WHAT THIS TASK INVOLVES »
Make an exact transcription of the data below.

EXERCISE MATERIAL »

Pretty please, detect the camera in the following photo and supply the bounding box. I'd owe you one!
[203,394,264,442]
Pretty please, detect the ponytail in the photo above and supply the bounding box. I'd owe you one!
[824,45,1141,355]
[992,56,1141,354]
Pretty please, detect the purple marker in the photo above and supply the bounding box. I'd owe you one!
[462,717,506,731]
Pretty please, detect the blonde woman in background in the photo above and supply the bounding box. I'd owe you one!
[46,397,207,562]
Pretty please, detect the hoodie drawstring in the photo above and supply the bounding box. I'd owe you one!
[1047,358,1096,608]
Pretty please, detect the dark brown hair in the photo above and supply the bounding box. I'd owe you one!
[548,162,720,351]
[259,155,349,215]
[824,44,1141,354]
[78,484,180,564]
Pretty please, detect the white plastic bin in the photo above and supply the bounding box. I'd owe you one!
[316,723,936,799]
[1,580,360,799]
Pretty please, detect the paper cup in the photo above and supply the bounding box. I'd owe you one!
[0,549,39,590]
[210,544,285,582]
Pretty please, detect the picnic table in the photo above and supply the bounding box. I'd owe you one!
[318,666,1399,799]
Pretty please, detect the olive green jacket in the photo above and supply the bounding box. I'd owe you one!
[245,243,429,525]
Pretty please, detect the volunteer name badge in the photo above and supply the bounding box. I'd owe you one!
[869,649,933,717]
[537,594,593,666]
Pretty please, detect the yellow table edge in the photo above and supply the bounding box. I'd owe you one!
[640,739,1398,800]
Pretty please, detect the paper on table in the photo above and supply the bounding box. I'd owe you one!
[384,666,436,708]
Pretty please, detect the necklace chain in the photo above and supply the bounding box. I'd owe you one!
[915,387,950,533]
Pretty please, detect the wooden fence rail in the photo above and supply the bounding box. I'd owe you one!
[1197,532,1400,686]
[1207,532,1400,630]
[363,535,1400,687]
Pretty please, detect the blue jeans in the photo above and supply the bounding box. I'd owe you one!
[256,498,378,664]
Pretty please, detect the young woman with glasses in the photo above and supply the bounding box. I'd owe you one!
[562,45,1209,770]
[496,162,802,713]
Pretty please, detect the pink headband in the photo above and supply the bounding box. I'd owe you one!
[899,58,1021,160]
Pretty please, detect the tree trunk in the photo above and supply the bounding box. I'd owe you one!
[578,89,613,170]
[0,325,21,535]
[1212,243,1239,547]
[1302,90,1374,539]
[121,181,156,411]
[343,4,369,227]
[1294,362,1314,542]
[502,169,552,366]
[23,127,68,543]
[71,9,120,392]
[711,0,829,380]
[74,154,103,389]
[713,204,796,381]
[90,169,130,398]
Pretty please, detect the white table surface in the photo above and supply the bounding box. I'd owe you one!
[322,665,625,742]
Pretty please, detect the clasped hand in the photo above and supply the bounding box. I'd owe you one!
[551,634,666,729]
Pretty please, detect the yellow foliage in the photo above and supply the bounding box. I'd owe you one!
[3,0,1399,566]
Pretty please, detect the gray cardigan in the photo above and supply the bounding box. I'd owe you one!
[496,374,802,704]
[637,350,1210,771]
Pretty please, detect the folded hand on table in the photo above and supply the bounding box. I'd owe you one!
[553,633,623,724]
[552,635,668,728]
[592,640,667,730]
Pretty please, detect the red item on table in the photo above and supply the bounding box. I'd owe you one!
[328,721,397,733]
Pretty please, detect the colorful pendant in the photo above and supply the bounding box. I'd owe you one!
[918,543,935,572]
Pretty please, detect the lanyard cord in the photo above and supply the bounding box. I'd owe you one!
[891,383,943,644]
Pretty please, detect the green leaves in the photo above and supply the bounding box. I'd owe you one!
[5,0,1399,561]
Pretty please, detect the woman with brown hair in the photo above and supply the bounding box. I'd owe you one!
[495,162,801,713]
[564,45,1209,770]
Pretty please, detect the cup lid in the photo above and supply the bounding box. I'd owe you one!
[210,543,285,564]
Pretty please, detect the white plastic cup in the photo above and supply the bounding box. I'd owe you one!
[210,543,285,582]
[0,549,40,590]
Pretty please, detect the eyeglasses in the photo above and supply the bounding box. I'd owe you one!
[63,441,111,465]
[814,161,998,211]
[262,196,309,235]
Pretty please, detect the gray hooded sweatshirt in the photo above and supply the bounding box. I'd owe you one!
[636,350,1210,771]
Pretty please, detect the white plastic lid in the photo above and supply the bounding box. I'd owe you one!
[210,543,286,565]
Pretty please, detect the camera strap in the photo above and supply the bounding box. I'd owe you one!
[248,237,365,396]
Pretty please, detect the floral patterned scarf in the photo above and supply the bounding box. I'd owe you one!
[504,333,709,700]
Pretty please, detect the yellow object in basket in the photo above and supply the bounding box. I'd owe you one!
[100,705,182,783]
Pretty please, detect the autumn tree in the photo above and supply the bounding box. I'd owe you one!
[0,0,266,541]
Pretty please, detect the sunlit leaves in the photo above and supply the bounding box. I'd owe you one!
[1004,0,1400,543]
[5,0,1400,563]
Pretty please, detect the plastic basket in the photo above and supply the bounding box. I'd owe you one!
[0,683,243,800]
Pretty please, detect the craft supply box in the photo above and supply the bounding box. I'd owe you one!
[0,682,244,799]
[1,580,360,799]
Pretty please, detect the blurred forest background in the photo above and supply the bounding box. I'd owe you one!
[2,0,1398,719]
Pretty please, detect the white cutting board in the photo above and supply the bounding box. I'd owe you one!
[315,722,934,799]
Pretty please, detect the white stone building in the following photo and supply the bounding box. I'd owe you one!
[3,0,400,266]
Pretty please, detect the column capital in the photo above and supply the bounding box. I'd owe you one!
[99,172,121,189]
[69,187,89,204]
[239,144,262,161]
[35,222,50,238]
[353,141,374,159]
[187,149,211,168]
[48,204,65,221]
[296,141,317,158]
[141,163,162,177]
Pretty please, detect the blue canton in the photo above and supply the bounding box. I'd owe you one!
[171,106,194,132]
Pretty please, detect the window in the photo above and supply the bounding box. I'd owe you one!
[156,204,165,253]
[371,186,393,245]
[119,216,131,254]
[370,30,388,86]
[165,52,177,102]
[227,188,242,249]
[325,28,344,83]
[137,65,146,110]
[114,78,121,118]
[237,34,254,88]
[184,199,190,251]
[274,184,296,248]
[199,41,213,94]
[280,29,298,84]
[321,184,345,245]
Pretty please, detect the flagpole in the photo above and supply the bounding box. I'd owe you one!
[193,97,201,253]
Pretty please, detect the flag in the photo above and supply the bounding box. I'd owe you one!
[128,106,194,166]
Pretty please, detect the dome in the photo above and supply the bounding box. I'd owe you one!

FINISHED TASK »
Pretty please, detect the camera in the following photo and supply the bounding box. I'd owe you one!
[203,394,264,442]
Pretty please, detect the ponytail in the photo above and supply the bounding box. I'd owe you one!
[824,45,1141,355]
[992,56,1141,354]
Pretty please, detect the purple marker in the photo above and supply the bounding box. I'd owe you one!
[462,717,506,731]
Pretty please, detect the blonde woman in background in the photo above and supply the bounding box. I'd owe you one!
[46,397,207,562]
Pretty please, detect the hoodie drawstring in the photo above and supply the bounding box. I'd owe you one!
[1047,358,1096,608]
Pretty please, detect the dark brown hair in the photo above and supply the bounding box. I'd owe you one!
[548,162,720,351]
[259,155,349,215]
[824,44,1141,354]
[78,484,180,564]
Pretty please, detect the white plastic bin in the photo above and supply the bounding box. I'd owe you one!
[316,723,936,799]
[1,580,360,799]
Pretty please, detect the paper cup in the photo above and supply the bounding box. I'd owe you one!
[0,549,39,590]
[210,544,285,582]
Pretty please, detect the picnic table in the photo above and supply the bounding box. I'd owe you one!
[318,666,1399,799]
Pretty please, detect the olive green jacket in the photo above and supply the bounding box. I'd owe you one!
[245,243,429,525]
Pretty please, detect the volunteer name badge in the photo above and supply the bounding box. I'd owe you one!
[869,649,933,717]
[537,594,593,666]
Pretty please, detect the yellow table edge in the photo above and supply the bounding box. I'd owe you one!
[640,739,1398,800]
Pretty please, detect the paper on table in the photo above and supply the bounding box. I'd owe you one!
[384,666,436,708]
Pretty please, detect the necklace chain in the photo above and supply the bounding box. I'd owe you one!
[915,387,950,533]
Pretty please, detect the wooden fence rail in the photo above and supply the bounding box. I'd owe you one!
[1197,532,1400,686]
[1207,532,1400,630]
[363,535,1400,687]
Pretty please, detect the blue jeans in the photo above and supply the bounding box. I'd owe you one!
[256,498,378,664]
Pretty please, detect the young woman with glasses in the photo above and supply the bounding box. I'd owe you one!
[562,45,1209,770]
[496,162,802,713]
Pretty please, detect the pink headband in the photo above and supply the bounding box. I'd owe you one!
[899,58,1021,160]
Pretty please, detect the tree trunk in the photo above and supply the bounding box. I'd owe you one!
[578,89,613,170]
[0,325,21,535]
[1212,243,1239,547]
[1302,90,1374,539]
[121,181,156,411]
[343,4,369,227]
[1294,362,1314,542]
[502,169,552,366]
[23,127,68,543]
[71,9,120,392]
[711,0,829,380]
[74,154,103,389]
[713,204,796,381]
[90,169,130,398]
Pretty please, detect the white table surface in the photo above and supply the bounding box. I'd owe you one!
[322,665,625,742]
Pretty please, detect the clasped hand in the photo above and supply the bounding box. I'd owe you one!
[551,634,666,729]
Pretty please, detect the yellow foliage in the photo above and supply the bounding box. I'd owe you one!
[3,0,1399,566]
Pretty please, detect the gray cardigan in the photo above and supply the bounding box. I'd owe you one!
[496,374,802,704]
[637,350,1210,771]
Pretty please, detect the folded hand on table in the photo above and supply the bounding box. I'd owe you one!
[553,633,623,724]
[552,635,668,728]
[592,640,667,730]
Pretty please, detect the red item on table in the photo above and supply the bounding box. I'd owe you one!
[328,721,397,733]
Pretty please, detect the colorful pendant in the photo above and supply the bounding box. I'd owe you one!
[918,543,935,572]
Pretty please, detect the lanyard cord in the photo above and supply the bounding box. I'd owe you one!
[891,383,943,644]
Pretty please, detect the green leaves in the photo above and supply the bounding box. I'd owe you one!
[5,0,1399,561]
Pretty please, detect the woman with brown hair in the photo above and supply the bounding box. I'd owe you one!
[495,162,801,713]
[564,45,1209,770]
Pretty please, detect the cup lid in the photo above and supply the bounding box. I'd owe you one!
[210,543,285,564]
Pretty please, detect the white plastic cup in the photo above and supply the bounding box. I'd owe you one!
[210,543,285,582]
[0,549,40,590]
Pretty please, detect the eyeglasses in the photo above and supply the bounding box. I'd owe you one!
[63,441,111,465]
[814,161,998,211]
[262,196,309,235]
Pretty please, detect the gray hooded sweatshirt in the photo above and supply the bounding box. I'd owe you one!
[636,350,1210,771]
Pretty please, detect the white plastic lid in the photo above and supply the bounding box. I'd owe you one!
[210,543,286,565]
Pretty please, detect the camera strap in the photo above and supply the bounding box. I'd owe you one!
[248,237,365,396]
Pretty please, detect the floral patterned scarf in the photo above and supply the bounding box. I'd owe you one!
[504,333,709,700]
Pretty please, detect the yellow object in basket in the photo above and supply the bounding box. I'd owe you one!
[100,705,182,783]
Pretty please, detect the autumn tree in the photo above and supply the bounding box. I'd owe you one!
[0,0,266,541]
Pretty please, detect the sunlit leaves in the photo above and supply the bounding box. I'd owe you one!
[1004,0,1400,543]
[5,0,1400,563]
Pretty please, detect the plastic basket in the photo above and supply the bounding box. I'd owe you one!
[0,683,243,800]
Pretty please, detect the craft supply box in the photo above and supply the bounding box. I'd owe you one!
[0,682,244,799]
[1,580,360,799]
Pretty please, detect the blurred forest background in the photo above and supply the bounding box. I'd owe you one!
[2,0,1398,719]
Pretty please, detect the white cutting board in the photo above and supply the bounding box. I'd owe you one!
[315,722,934,799]
Pretty please, detect the white stone building in the following photo and supply the bounding box. I'd owe you one!
[3,0,400,266]
Pretty please, detect the column capital in the photo above and supply the bounding box. I'd owe you one!
[99,172,121,189]
[69,187,89,204]
[239,144,262,161]
[35,222,50,238]
[353,141,374,159]
[187,149,211,168]
[48,204,65,221]
[296,141,317,158]
[141,163,162,177]
Pretty please, detect the blue canton in the photo above and supply the bounding box. I'd owe you one!
[171,106,194,132]
Pretty please, detect the window in the photo above and supply the bounding box. I'd owe you one!
[156,204,165,253]
[371,186,393,245]
[119,216,131,254]
[370,30,388,86]
[165,52,177,102]
[227,188,242,249]
[325,28,344,83]
[137,65,146,110]
[114,78,121,118]
[237,34,254,88]
[184,199,190,251]
[274,184,296,248]
[199,41,213,94]
[280,29,298,84]
[321,184,345,245]
Pretty please, detect the flagpole in the photo above and supply the bounding box. I'd owe you one!
[193,97,201,253]
Pretty please, detect the flag in the photo above and supply the bounding box. I'd owe you one!
[128,106,194,166]
Pretty please, detect the dome in the photo above and supply the bounding box. I'd owe you one!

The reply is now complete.